Dans son plan de mise en œuvre 2023-2028 entourant sa stratégie pour une économie verte, le gouvernement Legault avait prévu une enveloppe de 31 millions en 2023-2024 pour le programme Écocamionnage. Elle devait atteindre 56 millions cette année et grimper progressivement jusqu’à 95 millions en 2027-2028.
À l’ACQ, M. Cadieux a de la difficulté à croire que le gouvernement Legault a été surpris par un « engouement exceptionnel » envers son programme.
« On sait ce qu’un camion de classe 8 coûte et ce que la subvention coûte, dit-il. Ça ne prend pas un classeur Excel. On devrait être capable de faire de la planification et d’offrir de la prévisibilité. Là, on a mis quelque chose en ligne sans aucun avertissement. »

• **ENTRÉES**:
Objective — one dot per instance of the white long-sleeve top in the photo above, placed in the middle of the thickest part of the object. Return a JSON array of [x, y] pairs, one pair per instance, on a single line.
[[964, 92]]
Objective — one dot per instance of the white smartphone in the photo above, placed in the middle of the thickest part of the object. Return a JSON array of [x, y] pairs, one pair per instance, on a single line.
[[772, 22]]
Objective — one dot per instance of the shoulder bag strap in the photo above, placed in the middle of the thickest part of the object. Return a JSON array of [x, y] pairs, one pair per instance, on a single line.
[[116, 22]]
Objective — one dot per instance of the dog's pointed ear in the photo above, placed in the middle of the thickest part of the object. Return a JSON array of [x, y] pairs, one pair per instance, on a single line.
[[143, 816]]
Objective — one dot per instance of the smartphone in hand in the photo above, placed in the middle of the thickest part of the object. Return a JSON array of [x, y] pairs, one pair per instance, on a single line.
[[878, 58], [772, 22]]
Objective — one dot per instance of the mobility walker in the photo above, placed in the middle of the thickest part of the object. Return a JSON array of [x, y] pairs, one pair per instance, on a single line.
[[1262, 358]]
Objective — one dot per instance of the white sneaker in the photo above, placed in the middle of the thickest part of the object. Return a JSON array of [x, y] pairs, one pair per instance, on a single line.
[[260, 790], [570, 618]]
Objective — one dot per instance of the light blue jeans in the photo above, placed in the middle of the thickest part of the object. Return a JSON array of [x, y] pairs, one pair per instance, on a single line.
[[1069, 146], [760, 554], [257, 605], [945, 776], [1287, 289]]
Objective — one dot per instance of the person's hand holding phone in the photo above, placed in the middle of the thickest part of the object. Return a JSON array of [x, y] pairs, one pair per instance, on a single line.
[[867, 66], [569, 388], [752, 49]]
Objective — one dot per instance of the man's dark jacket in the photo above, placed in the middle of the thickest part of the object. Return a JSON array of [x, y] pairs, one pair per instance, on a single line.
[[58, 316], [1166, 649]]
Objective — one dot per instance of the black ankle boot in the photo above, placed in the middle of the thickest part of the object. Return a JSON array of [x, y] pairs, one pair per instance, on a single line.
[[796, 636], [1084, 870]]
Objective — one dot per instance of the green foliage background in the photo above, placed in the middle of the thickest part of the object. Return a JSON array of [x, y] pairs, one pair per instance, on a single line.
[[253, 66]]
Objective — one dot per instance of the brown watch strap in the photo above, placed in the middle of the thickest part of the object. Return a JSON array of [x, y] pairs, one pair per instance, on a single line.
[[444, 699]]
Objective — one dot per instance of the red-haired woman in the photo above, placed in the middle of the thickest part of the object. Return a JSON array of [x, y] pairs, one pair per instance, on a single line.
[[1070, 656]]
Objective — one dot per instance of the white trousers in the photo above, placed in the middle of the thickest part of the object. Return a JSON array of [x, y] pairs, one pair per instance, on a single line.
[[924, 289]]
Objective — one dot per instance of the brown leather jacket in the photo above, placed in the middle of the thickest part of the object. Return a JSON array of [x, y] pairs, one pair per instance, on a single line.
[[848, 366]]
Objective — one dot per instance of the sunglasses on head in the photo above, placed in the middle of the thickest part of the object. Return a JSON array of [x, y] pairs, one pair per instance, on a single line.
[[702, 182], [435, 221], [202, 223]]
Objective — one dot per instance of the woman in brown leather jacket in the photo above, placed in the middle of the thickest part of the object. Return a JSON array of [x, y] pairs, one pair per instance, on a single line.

• **CONSIGNES**:
1 – Traduisez en anglais cette phrase de l'extrait sur le programme Écocamionnage : « On devrait être capable de faire de la planification et d’offrir de la prévisibilité. »
2 – Relevez tel quel, dans l'extrait sur le programme Écocamionnage, tout le passage depuis « Dans son plan » jusqu'à « millions en 2027-2028. ».
3 – Pour chacune des affirmations suivantes, indiquez par oui ou par non si elle concorde avec l'extrait sur le programme Écocamionnage, et citez les mots décisifs de l'extrait. (a) L'enveloppe prévue pour 2023-2024 était de 56 millions. (b) Le montant devait atteindre 95 millions en 2027-2028. (c) M. Cadieux croit volontiers que le gouvernement Legault a été surpris par l'engouement envers son programme.
Les entrées n'ont aucun rôle dans ce travail.

• **RÉPONSES CI-DESSOUS**:
1 – We should be able to do some planning and offer some predictability.

2 –
Dans son plan de mise en œuvre 2023-2028 entourant sa stratégie pour une économie verte, le gouvernement Legault avait prévu une enveloppe de 31 millions en 2023-2024 pour le programme Écocamionnage. Elle devait atteindre 56 millions cette année et grimper progressivement jusqu’à 95 millions en 2027-2028.

3 –
(a) Non : « une enveloppe de 31 millions en 2023-2024 »
(b) Oui : « grimper progressivement jusqu’à 95 millions en 2027-2028 »
(c) Non : « M. Cadieux a de la difficulté à croire que le gouvernement Legault a été surpris »